→ **Your instructions**
Reproduce the material with "patchy grass lawn" swapped for "sparse turf" and everything else left unchanged, omitting the pictures.

→ **Input rows**
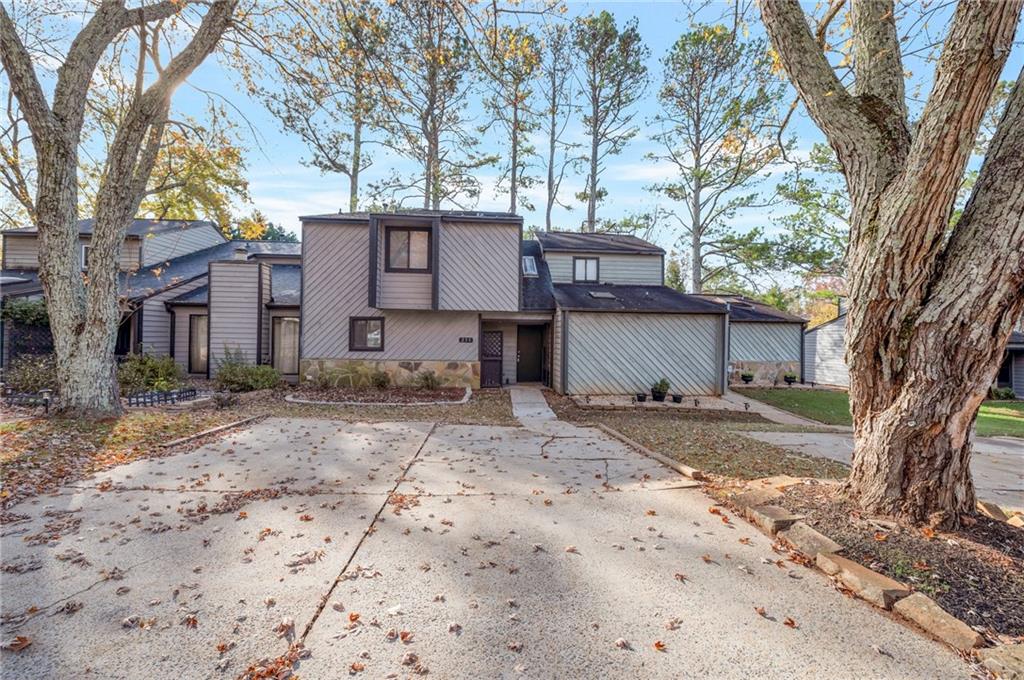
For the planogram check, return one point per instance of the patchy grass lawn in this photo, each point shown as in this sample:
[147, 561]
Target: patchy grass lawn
[38, 455]
[833, 408]
[705, 439]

→ **Response to this exercise**
For the planogram check, return one point per instance of the sparse turf in this photo, each point shown as in this sample:
[147, 561]
Target: sparse turf
[38, 455]
[833, 408]
[705, 439]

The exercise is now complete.